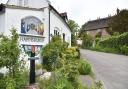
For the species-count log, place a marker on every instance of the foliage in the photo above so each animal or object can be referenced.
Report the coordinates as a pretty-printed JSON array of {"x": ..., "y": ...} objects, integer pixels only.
[
  {"x": 124, "y": 50},
  {"x": 85, "y": 68},
  {"x": 73, "y": 40},
  {"x": 10, "y": 83},
  {"x": 98, "y": 85},
  {"x": 73, "y": 26},
  {"x": 52, "y": 52},
  {"x": 38, "y": 66},
  {"x": 2, "y": 81},
  {"x": 87, "y": 41},
  {"x": 74, "y": 29},
  {"x": 9, "y": 55},
  {"x": 98, "y": 35},
  {"x": 119, "y": 22},
  {"x": 9, "y": 52}
]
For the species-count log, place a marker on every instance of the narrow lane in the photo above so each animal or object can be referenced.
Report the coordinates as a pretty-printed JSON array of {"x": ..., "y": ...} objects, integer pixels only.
[{"x": 112, "y": 69}]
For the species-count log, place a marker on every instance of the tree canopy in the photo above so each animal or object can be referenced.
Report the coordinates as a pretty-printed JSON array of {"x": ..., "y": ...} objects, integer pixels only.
[
  {"x": 119, "y": 22},
  {"x": 73, "y": 26}
]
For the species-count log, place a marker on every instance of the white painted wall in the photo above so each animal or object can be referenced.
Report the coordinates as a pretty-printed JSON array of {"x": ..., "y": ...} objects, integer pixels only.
[
  {"x": 13, "y": 19},
  {"x": 56, "y": 21},
  {"x": 2, "y": 22},
  {"x": 31, "y": 3}
]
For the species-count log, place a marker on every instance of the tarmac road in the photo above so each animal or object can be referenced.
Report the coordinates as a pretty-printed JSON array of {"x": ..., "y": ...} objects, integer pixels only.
[{"x": 111, "y": 69}]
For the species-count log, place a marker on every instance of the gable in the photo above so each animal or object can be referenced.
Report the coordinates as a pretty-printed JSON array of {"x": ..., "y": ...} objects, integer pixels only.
[{"x": 29, "y": 3}]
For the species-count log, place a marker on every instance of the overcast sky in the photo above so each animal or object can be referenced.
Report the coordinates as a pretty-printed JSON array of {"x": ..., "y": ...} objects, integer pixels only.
[{"x": 83, "y": 10}]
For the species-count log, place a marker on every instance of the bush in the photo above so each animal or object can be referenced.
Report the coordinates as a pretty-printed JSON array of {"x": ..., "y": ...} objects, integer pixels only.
[
  {"x": 124, "y": 49},
  {"x": 84, "y": 68},
  {"x": 87, "y": 41},
  {"x": 2, "y": 81},
  {"x": 51, "y": 53}
]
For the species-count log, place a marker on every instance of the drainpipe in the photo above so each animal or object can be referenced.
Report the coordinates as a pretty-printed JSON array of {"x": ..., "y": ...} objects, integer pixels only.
[{"x": 49, "y": 22}]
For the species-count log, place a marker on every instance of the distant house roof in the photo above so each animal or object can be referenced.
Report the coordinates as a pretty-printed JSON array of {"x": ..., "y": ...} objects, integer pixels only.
[{"x": 97, "y": 24}]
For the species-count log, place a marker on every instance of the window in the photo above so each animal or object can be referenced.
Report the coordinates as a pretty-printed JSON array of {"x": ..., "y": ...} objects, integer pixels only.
[{"x": 63, "y": 37}]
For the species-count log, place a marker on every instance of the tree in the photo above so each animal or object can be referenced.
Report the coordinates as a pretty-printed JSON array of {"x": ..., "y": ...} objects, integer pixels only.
[
  {"x": 16, "y": 78},
  {"x": 119, "y": 22},
  {"x": 82, "y": 30},
  {"x": 74, "y": 29}
]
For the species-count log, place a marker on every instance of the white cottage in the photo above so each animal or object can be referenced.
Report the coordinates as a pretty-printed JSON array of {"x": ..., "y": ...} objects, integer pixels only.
[{"x": 36, "y": 21}]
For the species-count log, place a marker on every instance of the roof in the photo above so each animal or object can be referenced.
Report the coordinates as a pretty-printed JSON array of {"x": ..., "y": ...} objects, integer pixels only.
[
  {"x": 36, "y": 9},
  {"x": 97, "y": 24},
  {"x": 60, "y": 16},
  {"x": 20, "y": 7}
]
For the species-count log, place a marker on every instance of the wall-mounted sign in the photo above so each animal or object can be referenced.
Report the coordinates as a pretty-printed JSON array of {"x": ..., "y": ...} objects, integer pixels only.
[
  {"x": 32, "y": 25},
  {"x": 30, "y": 38}
]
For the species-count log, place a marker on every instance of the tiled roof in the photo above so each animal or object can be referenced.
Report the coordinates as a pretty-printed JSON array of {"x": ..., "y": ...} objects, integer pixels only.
[{"x": 97, "y": 24}]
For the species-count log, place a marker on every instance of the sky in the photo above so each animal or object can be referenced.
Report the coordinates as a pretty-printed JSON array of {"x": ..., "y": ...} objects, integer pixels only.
[{"x": 82, "y": 11}]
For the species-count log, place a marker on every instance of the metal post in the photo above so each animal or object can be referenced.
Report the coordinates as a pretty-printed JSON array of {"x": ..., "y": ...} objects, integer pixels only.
[{"x": 32, "y": 67}]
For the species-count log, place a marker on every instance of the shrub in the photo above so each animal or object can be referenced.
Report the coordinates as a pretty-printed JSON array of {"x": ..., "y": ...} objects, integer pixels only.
[
  {"x": 87, "y": 41},
  {"x": 2, "y": 81},
  {"x": 52, "y": 52},
  {"x": 84, "y": 68},
  {"x": 124, "y": 49}
]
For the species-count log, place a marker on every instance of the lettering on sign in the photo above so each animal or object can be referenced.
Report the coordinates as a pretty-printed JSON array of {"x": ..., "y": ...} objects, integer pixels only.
[{"x": 28, "y": 38}]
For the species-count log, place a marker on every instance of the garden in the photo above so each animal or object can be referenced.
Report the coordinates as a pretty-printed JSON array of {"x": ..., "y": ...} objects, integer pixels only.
[{"x": 61, "y": 61}]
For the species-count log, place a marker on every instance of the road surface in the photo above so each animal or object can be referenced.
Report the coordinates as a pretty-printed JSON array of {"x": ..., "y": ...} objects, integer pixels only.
[{"x": 111, "y": 69}]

• Enunciado: Transforme as linhas de todos os itens acima em uma lista numerada, sem incluir linhas em branco. Deixe as imagens fora da resposta.

• Solução abaixo:
1. For the species-count log, place a marker on every instance of the foliage in the photo above so each animal or object can be referenced.
2. Report the coordinates as a pretty-printed JSON array of {"x": ..., "y": ...} objects, integer pixels only.
3. [
4.   {"x": 124, "y": 50},
5.   {"x": 85, "y": 68},
6.   {"x": 73, "y": 40},
7.   {"x": 10, "y": 83},
8.   {"x": 98, "y": 85},
9.   {"x": 73, "y": 26},
10.   {"x": 52, "y": 52},
11.   {"x": 38, "y": 66},
12.   {"x": 2, "y": 81},
13.   {"x": 87, "y": 41},
14.   {"x": 74, "y": 29},
15.   {"x": 9, "y": 55},
16.   {"x": 98, "y": 35},
17.   {"x": 119, "y": 22},
18.   {"x": 9, "y": 52}
19. ]
20. For the species-count log, place a marker on every instance of the narrow lane in the photo above so each animal or object can be referenced.
21. Report the coordinates as a pretty-printed JSON array of {"x": ..., "y": ...} objects, integer pixels only.
22. [{"x": 112, "y": 69}]
23. For the species-count log, place a marker on every instance of the tree canopy in the photo above so each animal or object can be referenced.
24. Report the coordinates as a pretty-printed JSON array of {"x": ..., "y": ...} objects, integer pixels only.
25. [
26.   {"x": 119, "y": 22},
27.   {"x": 73, "y": 26}
28. ]
29. For the species-count log, place a marker on every instance of the white painted wall in the photo above so each animal or object can be referenced.
30. Report the coordinates as a pretty-printed JSON array of {"x": ..., "y": ...} objects, integer pixels only.
31. [
32.   {"x": 13, "y": 19},
33.   {"x": 56, "y": 21},
34.   {"x": 2, "y": 22},
35.   {"x": 31, "y": 3}
36. ]
37. For the species-count log, place a marker on every instance of the tarmac road in the photo above so each animal or object can be referenced.
38. Report the coordinates as a pretty-printed JSON array of {"x": ..., "y": ...} objects, integer pixels only.
39. [{"x": 111, "y": 69}]
40. For the species-count log, place a marker on every instance of the gable in the photo above so each animal or object can be referenced.
41. Report the coordinates as a pretty-printed JSON array of {"x": ..., "y": ...} objects, integer pixels only.
42. [{"x": 29, "y": 3}]
43. For the species-count log, place a marker on every instance of the overcast sky in the photo above so each animal or object can be referenced.
44. Report the coordinates as a pretty-printed JSON array of {"x": ..., "y": ...} objects, integer pixels only.
45. [{"x": 83, "y": 10}]
46. For the species-count log, place a marker on every instance of the bush in the photo above so each animal or object can be referenced.
47. Report the coordinates as a pretty-printed JSON array of {"x": ..., "y": ...} objects, integer pixels only.
48. [
49.   {"x": 124, "y": 49},
50.   {"x": 84, "y": 68},
51.   {"x": 87, "y": 41},
52.   {"x": 2, "y": 81},
53.   {"x": 51, "y": 53}
54. ]
55. For the species-count log, place a marker on every instance of the drainpipe in the photo above so each animal or object can be referenced.
56. Report the coordinates as a pretty-printed JSON array of {"x": ..., "y": ...} objects, integer pixels only.
57. [{"x": 49, "y": 22}]
58. For the species-count log, place a marker on every instance of the distant house roof in the photo above so each animal or object can be referenced.
59. Report the coordinates as a pretty-printed JSON array of {"x": ..., "y": ...} objects, integer pixels only.
60. [{"x": 97, "y": 24}]
61. For the species-count log, place a marker on every instance of the window in the photo above so each animal or object can be referenced.
62. Report the coordinates as a pretty-printed JSON array of {"x": ..., "y": ...} objects, integer pixels only.
63. [{"x": 63, "y": 37}]
64. For the species-count log, place a marker on every instance of the tree in the photo above so each animal or object can be referenced.
65. Report the coordinates as a pretty-printed JSON array of {"x": ..., "y": ...} objects, integer pixels only.
66. [
67.   {"x": 16, "y": 78},
68.   {"x": 119, "y": 22},
69.   {"x": 82, "y": 30},
70.   {"x": 74, "y": 29}
71. ]
72. For the species-count log, place a marker on every instance of the white cottage in the photo above so each animal or object can be referenced.
73. Report the coordinates as a pretty-printed JSON array of {"x": ..., "y": ...} objects, integer pixels only.
74. [{"x": 36, "y": 21}]
75. For the species-count log, place a marker on every instance of the roof in the photo above so each animal or object can be referenced.
76. Report the coordinates as a pretty-printed JSON array of {"x": ..., "y": ...} objects, integer pixels only.
77. [
78.   {"x": 36, "y": 9},
79.   {"x": 97, "y": 24},
80.   {"x": 60, "y": 16},
81.   {"x": 20, "y": 7}
82. ]
83. For the species-count log, place a marker on every instance of the wall-mounted sign in the photo above so each animal or object can be referenced.
84. Report the coordinates as a pretty-printed JSON array of {"x": ..., "y": ...} objects, integer pixels only.
85. [
86.   {"x": 32, "y": 25},
87.   {"x": 30, "y": 38}
88. ]
89. For the species-count log, place a marker on every instance of the tiled roof in the photo above so each animal or object can be referenced.
90. Report the coordinates as a pretty-printed JSON array of {"x": ..., "y": ...} objects, integer pixels only.
91. [{"x": 97, "y": 24}]
92. For the species-count log, place a marker on every instance of the sky in the photo above so each animal or object can be referenced.
93. Report the coordinates as a pretty-printed JSON array of {"x": ..., "y": ...} objects, integer pixels only.
94. [{"x": 82, "y": 11}]
95. For the species-count log, place a marker on every instance of the metal post in the photo above so each animal or object can be referenced.
96. Report the coordinates as a pretty-printed JSON array of {"x": ..., "y": ...} objects, integer pixels only.
97. [{"x": 32, "y": 67}]
98. For the species-count log, place a marker on every instance of the shrub in the photo above so each animal or object can be referenced.
99. Report the coordinates as a pretty-printed JSON array of {"x": ..., "y": ...} objects, integer pixels only.
100. [
101.   {"x": 87, "y": 41},
102.   {"x": 2, "y": 81},
103.   {"x": 52, "y": 52},
104.   {"x": 84, "y": 68},
105.   {"x": 124, "y": 49}
106. ]
107. For the species-count log, place a marker on every instance of the lettering on sign in the photo above so each animal or object can be referenced.
108. Report the coordinates as a pretty-printed JSON array of {"x": ..., "y": ...} objects, integer pixels only.
109. [{"x": 28, "y": 38}]
110. For the species-count log, place a marker on every instance of the garden in the photo above so each animal or object can be referenced.
111. Report the coordinates as a pretty-printed JSON array of {"x": ..., "y": ...} objects, integer pixels only.
112. [{"x": 61, "y": 61}]
113. For the species-count log, place a marker on every instance of the road surface in the photo above so each animal or object can be referenced.
114. Report the coordinates as a pretty-printed JSON array of {"x": ..., "y": ...} objects, integer pixels only.
115. [{"x": 111, "y": 69}]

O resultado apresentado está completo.